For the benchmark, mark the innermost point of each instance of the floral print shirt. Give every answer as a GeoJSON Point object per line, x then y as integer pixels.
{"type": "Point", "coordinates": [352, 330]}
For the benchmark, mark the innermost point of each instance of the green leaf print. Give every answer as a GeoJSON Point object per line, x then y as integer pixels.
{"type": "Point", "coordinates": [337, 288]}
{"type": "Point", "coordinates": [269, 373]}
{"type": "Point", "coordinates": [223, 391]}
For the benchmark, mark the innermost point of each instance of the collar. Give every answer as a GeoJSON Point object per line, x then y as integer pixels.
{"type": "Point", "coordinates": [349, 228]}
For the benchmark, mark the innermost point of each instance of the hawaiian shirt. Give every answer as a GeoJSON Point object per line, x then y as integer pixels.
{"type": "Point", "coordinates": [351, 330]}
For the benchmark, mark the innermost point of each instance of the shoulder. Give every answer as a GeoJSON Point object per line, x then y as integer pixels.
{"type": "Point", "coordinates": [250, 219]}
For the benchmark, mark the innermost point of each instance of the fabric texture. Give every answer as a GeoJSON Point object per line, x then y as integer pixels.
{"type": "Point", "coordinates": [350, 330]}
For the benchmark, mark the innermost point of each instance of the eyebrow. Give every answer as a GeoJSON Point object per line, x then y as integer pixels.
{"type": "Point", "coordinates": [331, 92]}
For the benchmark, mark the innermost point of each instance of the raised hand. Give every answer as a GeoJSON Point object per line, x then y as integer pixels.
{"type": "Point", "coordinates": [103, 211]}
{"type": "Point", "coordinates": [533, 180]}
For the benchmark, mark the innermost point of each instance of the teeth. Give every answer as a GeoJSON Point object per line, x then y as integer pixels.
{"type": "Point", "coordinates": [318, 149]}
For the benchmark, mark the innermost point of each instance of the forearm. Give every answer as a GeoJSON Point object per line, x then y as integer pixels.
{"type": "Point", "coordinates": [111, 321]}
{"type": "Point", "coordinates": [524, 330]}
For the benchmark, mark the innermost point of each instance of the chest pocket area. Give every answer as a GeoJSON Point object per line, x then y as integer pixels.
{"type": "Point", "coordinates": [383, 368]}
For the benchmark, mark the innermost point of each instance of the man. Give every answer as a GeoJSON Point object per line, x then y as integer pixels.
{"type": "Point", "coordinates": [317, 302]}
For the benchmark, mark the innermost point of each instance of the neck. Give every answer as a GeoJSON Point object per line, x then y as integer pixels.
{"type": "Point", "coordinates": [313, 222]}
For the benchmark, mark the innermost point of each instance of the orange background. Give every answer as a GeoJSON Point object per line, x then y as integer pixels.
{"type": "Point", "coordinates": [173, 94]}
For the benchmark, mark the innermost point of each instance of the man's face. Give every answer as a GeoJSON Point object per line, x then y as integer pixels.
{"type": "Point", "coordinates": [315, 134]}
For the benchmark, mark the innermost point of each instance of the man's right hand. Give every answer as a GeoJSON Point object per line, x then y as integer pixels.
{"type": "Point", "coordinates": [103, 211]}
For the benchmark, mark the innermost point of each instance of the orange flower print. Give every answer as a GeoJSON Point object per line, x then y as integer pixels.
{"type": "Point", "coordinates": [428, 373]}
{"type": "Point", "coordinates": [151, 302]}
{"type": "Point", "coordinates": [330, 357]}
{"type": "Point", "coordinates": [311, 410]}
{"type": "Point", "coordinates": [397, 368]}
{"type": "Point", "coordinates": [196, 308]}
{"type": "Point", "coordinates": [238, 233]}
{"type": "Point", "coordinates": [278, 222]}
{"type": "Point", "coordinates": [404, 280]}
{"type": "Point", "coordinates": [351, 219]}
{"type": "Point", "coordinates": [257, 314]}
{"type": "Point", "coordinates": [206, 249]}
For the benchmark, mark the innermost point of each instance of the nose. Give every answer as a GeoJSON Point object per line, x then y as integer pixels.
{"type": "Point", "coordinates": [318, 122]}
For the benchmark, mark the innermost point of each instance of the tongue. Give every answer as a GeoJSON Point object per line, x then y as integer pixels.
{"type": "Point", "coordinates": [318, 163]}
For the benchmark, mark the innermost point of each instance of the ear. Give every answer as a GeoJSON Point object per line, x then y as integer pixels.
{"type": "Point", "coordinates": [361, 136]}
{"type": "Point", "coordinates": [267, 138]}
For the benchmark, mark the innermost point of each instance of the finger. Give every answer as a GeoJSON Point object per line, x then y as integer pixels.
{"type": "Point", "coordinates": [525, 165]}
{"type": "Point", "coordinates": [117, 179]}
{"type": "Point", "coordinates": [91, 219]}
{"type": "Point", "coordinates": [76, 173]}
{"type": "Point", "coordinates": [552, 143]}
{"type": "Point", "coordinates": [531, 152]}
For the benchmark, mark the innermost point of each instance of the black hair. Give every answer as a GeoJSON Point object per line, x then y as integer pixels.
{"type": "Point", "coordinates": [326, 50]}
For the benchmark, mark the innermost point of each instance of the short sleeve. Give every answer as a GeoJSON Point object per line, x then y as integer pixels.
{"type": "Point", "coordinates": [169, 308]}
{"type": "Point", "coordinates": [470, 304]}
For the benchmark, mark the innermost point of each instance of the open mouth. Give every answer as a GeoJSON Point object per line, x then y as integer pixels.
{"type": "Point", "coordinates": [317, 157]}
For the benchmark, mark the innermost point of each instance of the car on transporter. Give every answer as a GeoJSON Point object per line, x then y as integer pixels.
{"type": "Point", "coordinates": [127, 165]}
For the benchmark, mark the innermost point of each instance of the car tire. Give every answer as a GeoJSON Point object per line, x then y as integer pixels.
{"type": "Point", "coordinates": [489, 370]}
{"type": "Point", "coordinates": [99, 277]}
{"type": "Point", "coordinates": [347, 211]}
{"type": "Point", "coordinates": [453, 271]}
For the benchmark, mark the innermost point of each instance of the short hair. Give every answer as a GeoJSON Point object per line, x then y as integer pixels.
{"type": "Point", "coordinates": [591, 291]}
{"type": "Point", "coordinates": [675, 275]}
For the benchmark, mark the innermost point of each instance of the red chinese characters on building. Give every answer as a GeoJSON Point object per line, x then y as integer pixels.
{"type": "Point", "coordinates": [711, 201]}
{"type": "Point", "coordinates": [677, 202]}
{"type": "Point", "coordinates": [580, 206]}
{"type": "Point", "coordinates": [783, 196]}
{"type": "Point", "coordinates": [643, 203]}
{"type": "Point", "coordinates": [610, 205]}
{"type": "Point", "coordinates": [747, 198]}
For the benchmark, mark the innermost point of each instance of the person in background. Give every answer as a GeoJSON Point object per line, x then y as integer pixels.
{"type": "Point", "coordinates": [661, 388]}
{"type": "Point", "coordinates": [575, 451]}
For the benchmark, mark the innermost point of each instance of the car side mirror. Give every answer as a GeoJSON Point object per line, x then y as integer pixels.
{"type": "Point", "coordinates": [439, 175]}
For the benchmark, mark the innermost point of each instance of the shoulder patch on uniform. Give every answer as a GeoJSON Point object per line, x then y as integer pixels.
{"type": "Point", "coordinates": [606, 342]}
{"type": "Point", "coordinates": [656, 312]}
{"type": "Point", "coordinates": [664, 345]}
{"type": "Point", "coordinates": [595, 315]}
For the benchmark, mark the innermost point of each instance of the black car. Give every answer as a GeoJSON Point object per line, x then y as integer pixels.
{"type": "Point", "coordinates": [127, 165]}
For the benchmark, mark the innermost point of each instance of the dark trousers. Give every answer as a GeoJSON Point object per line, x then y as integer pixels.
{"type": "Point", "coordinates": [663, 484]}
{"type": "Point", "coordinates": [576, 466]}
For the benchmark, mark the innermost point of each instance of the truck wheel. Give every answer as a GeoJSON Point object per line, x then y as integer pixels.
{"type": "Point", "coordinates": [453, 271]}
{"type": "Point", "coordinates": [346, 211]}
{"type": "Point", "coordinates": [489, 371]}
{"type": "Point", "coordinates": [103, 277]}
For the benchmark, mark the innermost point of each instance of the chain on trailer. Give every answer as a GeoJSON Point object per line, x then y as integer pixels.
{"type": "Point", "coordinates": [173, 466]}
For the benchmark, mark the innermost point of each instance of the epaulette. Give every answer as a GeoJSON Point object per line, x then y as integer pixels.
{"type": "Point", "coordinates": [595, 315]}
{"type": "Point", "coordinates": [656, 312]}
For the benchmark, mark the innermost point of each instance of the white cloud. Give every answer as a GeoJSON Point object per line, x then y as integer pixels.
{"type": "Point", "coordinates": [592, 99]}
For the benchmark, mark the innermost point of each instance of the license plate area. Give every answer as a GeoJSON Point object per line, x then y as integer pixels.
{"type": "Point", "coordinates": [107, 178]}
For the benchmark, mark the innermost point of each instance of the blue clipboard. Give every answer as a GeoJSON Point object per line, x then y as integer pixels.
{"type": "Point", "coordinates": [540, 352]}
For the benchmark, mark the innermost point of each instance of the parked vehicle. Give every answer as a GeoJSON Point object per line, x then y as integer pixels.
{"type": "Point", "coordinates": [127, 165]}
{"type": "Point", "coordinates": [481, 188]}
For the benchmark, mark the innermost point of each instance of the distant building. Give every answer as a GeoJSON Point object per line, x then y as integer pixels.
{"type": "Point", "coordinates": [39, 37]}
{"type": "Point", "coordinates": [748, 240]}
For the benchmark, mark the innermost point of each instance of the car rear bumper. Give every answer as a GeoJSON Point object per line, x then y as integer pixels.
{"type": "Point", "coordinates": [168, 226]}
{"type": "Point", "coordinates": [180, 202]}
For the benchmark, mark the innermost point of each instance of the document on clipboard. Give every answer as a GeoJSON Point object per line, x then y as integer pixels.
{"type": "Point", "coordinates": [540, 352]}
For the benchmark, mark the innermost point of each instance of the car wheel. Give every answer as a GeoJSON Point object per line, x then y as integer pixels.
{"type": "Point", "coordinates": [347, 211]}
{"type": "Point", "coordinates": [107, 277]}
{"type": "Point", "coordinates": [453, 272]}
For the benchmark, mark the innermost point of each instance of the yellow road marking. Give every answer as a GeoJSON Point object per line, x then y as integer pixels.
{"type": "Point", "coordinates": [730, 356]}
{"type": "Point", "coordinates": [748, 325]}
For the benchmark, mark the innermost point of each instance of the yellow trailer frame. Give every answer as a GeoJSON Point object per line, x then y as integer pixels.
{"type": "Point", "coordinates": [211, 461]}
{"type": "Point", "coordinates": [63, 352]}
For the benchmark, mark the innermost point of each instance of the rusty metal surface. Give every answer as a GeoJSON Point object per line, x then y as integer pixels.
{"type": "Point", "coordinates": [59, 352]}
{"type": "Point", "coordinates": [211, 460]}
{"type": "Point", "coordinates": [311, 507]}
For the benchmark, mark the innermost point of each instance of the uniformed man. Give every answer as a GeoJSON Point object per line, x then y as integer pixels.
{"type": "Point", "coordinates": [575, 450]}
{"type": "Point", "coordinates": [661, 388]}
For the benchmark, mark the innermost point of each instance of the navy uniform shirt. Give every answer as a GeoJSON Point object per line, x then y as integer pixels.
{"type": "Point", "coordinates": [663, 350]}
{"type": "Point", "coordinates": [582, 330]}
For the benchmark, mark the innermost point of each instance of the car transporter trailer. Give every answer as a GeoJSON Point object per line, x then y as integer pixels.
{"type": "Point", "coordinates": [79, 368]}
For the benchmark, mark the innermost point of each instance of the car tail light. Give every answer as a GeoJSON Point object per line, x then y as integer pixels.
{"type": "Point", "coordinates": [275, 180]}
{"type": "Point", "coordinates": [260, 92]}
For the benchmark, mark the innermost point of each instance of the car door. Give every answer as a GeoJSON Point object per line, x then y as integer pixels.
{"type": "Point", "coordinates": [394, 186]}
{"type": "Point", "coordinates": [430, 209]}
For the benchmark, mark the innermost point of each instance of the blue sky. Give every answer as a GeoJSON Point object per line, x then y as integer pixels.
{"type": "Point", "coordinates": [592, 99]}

________________________________________

* Problem to work on:
Copy everything above from the line containing "the car door." down to the end of the records, with no changes.

* Answer to the task:
For the benchmark, mark the innermost point of each instance of the car door. Give every answer as a GeoJSON Point object per line, x then y as integer pixels.
{"type": "Point", "coordinates": [394, 186]}
{"type": "Point", "coordinates": [430, 209]}
For the benchmark, mark the innermost point of each instance of the blue sky. Give every answer as a GeoJSON Point object per line, x then y as integer pixels.
{"type": "Point", "coordinates": [592, 99]}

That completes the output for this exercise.